**Stated task 1:**
Write out the entries between the line holding "is the alloy" and the line holding "[710,182,737,208]", inclusive.

**Document passage:**
++++++
I enjoyed both The Axe and the Throne by M.D. Ireman, a Game of Thrones-esque fantasy, and Ancillary Justice by Ann Leckie, a celebrated space opera, but neither for me elevated themselves beyond fairly standard representatives of their genres.

Alongside epic fantasy, my other great fiction weaknesses are murder mysteries and spy novels. I thought the new John Le Carré, Agent Running in the Field, was very good and completely gripping, if not his very best work. I also read The Mystery of Three Quarters by Sophie Hannah, which is one of the authorised Poirot remakes. It’s a solid beach or aeroplane read and, credit to Hannah, I don’t know if I’d have been able to guess it wasn’t a Christie original if I didn’t know.

Other Non-fiction

Most of the other non-fiction books this year I read as part of the reading group I hosted in London for Peter Thiel’s Stanford course “Sovereignty and the limits of Globalisation and Technology”. This was a lot of fun — and often challenging — and I’m tempted to do something similar with another syllabus this year.
++++++
**Records provided:**
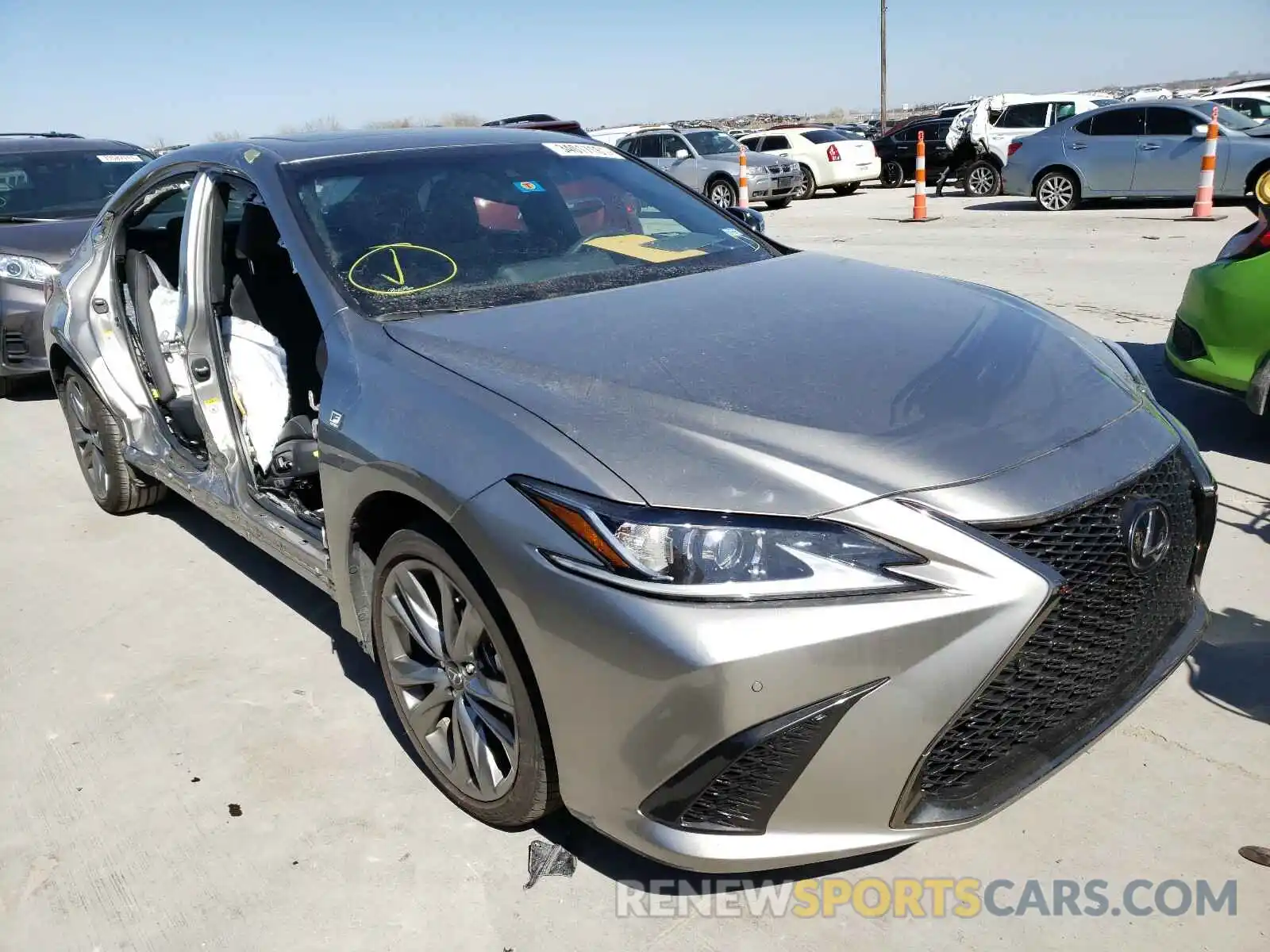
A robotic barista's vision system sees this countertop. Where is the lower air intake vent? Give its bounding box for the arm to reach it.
++++++
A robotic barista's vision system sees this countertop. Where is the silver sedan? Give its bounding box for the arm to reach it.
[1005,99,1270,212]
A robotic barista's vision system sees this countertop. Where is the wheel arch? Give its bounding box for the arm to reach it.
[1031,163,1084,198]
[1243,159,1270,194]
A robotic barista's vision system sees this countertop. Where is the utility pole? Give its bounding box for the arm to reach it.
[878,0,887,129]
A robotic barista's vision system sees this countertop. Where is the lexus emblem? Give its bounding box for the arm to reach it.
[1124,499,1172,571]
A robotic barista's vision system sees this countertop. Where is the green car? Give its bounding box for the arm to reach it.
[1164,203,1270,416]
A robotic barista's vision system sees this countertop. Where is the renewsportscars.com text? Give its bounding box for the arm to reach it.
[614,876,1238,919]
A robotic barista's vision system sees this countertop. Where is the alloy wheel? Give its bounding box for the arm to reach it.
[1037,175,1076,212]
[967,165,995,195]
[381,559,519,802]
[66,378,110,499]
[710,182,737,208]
++++++
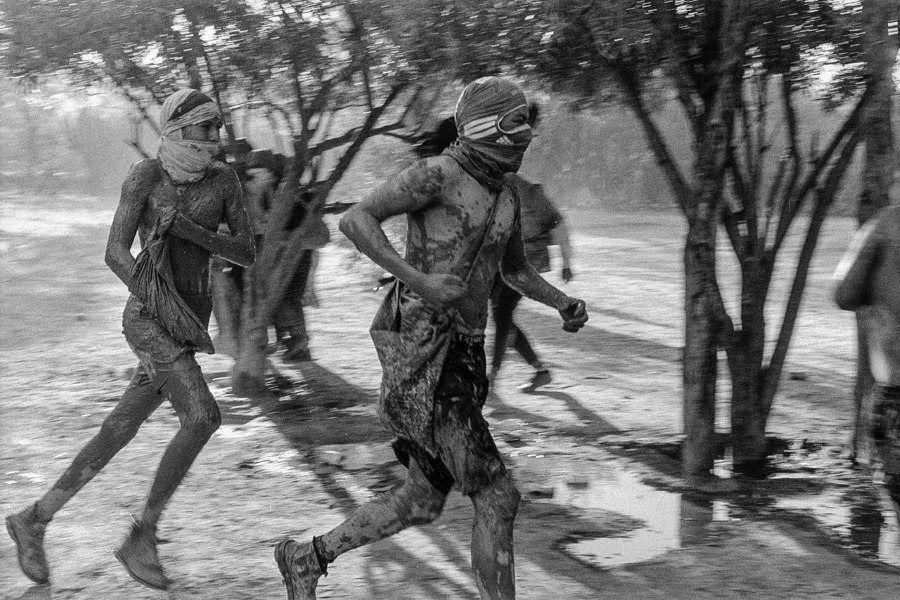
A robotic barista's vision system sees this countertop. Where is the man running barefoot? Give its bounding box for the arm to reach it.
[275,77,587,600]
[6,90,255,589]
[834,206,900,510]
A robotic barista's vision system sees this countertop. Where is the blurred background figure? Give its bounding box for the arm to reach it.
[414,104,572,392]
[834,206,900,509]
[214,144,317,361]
++++++
**Stated task 2:**
Indicate whether each statement agrees with the reading review, answering yes or no and quoting the deciding words of the review: (a) The writer considered Agent Running in the Field very good but not Le Carré's very best work. (b) The Mystery of Three Quarters is described as one of the authorised Poirot remakes. (c) The reading group was hosted at Stanford.

**Expected output 1:**
A robotic barista's vision system sees this countertop. Where is the alloy wheel? Give its bounding box for the arm to reach it.
[1037,175,1076,212]
[967,165,995,195]
[381,559,519,802]
[66,378,110,499]
[710,182,737,208]

**Expected output 2:**
(a) Yes: "was very good and completely gripping, if not his very best work"
(b) Yes: "which is one of the authorised Poirot remakes"
(c) No: "the reading group I hosted in London"